PROMPT> Rewrite the records from the line with "In this exercise you will mark the man in olive" to the line with "(1132, 637)", replacing "jacket" with "coat" and leaving everything else in those lines unchanged.

LISTING>
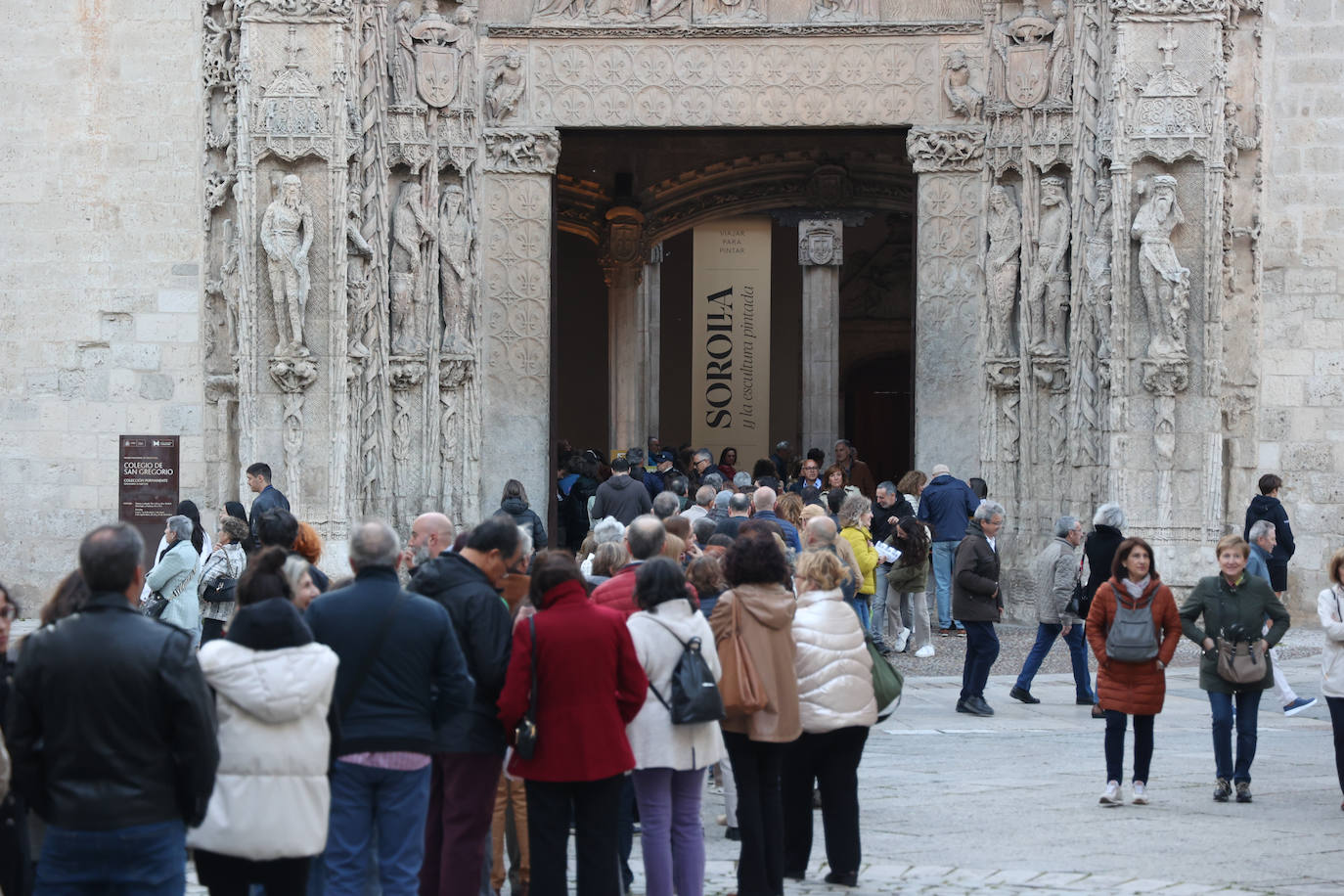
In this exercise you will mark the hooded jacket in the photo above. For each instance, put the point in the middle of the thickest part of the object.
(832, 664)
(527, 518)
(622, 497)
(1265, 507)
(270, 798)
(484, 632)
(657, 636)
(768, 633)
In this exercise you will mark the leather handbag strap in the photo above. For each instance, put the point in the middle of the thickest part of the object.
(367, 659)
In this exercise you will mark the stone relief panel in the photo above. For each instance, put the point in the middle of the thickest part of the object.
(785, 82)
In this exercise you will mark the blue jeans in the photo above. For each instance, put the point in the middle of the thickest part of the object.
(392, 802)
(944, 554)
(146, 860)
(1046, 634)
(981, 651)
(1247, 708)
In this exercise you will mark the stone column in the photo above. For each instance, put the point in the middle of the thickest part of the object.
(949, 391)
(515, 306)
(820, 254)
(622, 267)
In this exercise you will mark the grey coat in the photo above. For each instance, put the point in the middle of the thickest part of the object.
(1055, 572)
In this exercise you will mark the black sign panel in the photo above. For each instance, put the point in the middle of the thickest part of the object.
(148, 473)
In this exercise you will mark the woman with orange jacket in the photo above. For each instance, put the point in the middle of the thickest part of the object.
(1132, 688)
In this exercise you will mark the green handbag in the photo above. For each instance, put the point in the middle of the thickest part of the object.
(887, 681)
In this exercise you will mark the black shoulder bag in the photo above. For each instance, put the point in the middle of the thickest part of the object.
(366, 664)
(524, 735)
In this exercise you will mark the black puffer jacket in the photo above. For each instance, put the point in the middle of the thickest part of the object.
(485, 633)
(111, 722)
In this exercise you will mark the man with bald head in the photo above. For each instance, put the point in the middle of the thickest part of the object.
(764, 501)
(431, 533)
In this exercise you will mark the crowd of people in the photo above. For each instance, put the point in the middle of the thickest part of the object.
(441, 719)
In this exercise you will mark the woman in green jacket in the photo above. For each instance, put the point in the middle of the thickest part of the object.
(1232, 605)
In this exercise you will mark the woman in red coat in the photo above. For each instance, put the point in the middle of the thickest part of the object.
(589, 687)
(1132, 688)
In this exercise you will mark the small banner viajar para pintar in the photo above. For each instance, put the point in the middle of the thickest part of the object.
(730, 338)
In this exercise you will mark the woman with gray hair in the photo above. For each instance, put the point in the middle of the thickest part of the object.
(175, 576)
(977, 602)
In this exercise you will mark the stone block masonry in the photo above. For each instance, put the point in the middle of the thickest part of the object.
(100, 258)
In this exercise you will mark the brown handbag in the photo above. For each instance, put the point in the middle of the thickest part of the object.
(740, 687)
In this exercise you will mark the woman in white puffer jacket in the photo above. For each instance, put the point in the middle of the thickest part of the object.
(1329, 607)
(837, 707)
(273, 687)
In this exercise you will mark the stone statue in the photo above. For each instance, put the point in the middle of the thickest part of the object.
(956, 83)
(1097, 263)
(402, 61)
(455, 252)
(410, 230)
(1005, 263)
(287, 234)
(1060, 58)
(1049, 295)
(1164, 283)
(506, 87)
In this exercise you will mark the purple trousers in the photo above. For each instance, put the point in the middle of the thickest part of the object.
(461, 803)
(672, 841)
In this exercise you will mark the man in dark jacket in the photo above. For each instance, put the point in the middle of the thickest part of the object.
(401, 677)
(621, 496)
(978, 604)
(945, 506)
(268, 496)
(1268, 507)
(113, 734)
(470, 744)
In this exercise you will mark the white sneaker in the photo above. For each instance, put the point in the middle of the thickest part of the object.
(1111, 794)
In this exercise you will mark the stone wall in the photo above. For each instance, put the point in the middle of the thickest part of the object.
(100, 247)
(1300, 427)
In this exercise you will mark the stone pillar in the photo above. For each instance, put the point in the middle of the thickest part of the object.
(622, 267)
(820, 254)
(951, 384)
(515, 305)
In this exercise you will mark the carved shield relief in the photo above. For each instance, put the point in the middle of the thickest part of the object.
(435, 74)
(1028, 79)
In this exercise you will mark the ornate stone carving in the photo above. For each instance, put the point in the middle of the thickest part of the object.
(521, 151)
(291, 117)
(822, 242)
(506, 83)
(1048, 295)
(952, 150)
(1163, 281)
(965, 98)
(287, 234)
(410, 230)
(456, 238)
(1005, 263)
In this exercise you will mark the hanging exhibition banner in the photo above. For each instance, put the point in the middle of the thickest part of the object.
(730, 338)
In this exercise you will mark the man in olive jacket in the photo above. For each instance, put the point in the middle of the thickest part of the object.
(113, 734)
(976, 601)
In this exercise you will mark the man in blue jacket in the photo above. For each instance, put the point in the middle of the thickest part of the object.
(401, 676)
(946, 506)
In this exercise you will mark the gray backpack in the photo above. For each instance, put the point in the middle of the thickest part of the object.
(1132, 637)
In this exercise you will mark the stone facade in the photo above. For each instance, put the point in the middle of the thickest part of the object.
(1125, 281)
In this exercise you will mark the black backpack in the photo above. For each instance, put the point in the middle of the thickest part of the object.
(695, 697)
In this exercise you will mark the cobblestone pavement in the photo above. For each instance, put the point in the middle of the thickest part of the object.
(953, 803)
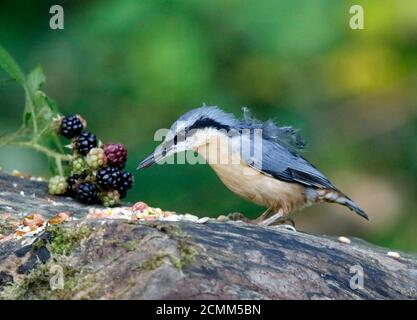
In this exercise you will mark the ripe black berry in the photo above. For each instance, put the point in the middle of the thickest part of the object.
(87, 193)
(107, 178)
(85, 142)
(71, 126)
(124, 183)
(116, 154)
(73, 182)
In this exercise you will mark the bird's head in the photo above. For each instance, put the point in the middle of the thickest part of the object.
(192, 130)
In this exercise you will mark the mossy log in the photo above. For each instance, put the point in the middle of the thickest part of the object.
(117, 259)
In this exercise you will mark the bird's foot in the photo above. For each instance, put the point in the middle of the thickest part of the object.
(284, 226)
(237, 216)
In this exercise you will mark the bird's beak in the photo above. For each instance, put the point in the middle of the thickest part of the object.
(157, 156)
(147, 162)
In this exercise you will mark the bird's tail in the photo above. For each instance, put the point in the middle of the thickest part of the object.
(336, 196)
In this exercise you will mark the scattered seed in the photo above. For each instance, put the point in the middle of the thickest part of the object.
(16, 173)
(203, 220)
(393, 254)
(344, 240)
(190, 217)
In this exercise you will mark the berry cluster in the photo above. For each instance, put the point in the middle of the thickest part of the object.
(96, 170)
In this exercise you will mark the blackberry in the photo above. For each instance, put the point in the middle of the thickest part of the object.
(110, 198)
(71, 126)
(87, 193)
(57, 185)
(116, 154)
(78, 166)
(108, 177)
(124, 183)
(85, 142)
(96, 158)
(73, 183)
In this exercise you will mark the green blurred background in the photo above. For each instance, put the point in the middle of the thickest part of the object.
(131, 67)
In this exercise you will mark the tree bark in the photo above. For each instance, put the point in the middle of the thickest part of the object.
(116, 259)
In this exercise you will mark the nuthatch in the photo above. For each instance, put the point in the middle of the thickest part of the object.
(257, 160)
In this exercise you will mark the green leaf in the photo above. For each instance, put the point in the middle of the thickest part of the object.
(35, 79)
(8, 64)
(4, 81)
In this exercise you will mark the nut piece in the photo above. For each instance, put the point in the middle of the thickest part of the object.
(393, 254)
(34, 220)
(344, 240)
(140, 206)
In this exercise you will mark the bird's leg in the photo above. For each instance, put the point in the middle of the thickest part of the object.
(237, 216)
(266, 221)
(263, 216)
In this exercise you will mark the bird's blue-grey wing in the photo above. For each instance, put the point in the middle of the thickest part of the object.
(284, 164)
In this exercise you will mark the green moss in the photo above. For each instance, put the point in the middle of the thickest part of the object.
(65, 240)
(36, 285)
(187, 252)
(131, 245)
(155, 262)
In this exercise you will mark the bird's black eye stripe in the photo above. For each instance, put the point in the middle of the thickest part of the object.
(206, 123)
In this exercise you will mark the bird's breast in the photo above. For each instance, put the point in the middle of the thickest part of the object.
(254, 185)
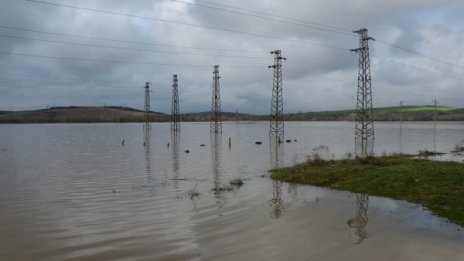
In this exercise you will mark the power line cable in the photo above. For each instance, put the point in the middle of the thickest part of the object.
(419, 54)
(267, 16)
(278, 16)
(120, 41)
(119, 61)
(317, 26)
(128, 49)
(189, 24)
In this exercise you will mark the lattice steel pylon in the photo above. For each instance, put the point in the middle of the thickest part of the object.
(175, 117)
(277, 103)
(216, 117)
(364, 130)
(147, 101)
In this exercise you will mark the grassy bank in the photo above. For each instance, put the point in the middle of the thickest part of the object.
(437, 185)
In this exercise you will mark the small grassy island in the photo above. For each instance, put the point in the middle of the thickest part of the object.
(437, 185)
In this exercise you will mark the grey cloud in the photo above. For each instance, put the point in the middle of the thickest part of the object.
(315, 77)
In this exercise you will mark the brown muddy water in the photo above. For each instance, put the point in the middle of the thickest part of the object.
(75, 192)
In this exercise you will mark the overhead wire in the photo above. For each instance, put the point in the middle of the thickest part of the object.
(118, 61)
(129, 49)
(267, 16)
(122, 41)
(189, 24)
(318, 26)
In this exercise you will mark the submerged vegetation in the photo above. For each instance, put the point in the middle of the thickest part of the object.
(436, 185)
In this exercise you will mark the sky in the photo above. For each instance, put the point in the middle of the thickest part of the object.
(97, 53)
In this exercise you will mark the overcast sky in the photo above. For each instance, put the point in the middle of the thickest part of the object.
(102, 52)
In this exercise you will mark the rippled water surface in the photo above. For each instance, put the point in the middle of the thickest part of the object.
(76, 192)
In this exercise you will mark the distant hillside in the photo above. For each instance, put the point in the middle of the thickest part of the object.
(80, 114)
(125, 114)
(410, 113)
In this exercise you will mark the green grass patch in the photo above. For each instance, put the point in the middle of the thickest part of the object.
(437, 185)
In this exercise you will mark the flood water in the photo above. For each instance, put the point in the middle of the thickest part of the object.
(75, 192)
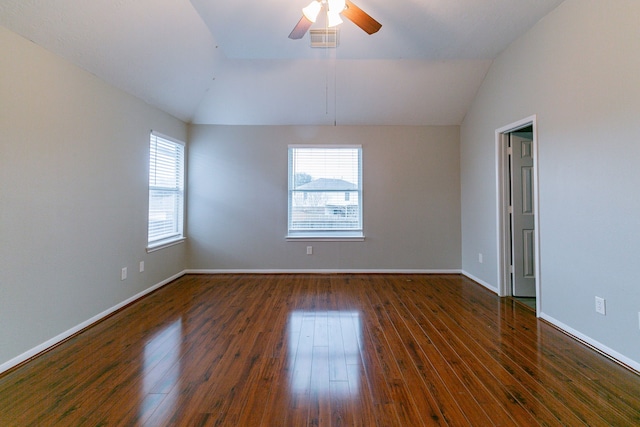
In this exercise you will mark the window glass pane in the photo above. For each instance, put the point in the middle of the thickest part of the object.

RESPONSE>
In this exercise you will mark the man in olive coat in the photo above. For each instance, put the point in the middle of the thickest part of the object.
(113, 734)
(976, 601)
In this exercise you will mark the man in blue coat in the photo above. For each instance, put the point in the middle of the thickest part of the object.
(401, 676)
(946, 506)
In this exercise you will mark the gray backpack in the photo above. For each instance, put the point in the middle of the thickest part of the object.
(1132, 637)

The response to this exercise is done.